WHAT IS EXPECTED: Report all lines in the records that hold the string "Which".
-- RECORDS TO PROCESS follows --
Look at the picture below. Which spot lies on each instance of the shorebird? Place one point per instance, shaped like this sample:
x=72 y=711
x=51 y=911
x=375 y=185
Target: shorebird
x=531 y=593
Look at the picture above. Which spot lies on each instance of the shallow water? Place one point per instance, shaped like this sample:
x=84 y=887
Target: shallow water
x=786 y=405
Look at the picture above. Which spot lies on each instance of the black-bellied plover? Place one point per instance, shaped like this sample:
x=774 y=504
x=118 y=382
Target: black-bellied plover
-- RECORDS TO PROCESS concluded --
THE ANSWER:
Look at the picture below. Which spot lies on each instance of the shorebird? Place one point per instance, shaped like this sample:
Look at the picture above. Which spot lies on each instance of the shallow water? Place one point per instance, shaped like this sample:
Look at the picture above. Which spot lies on each instance of the black-bellied plover? Place one point per instance, shaped like this sample:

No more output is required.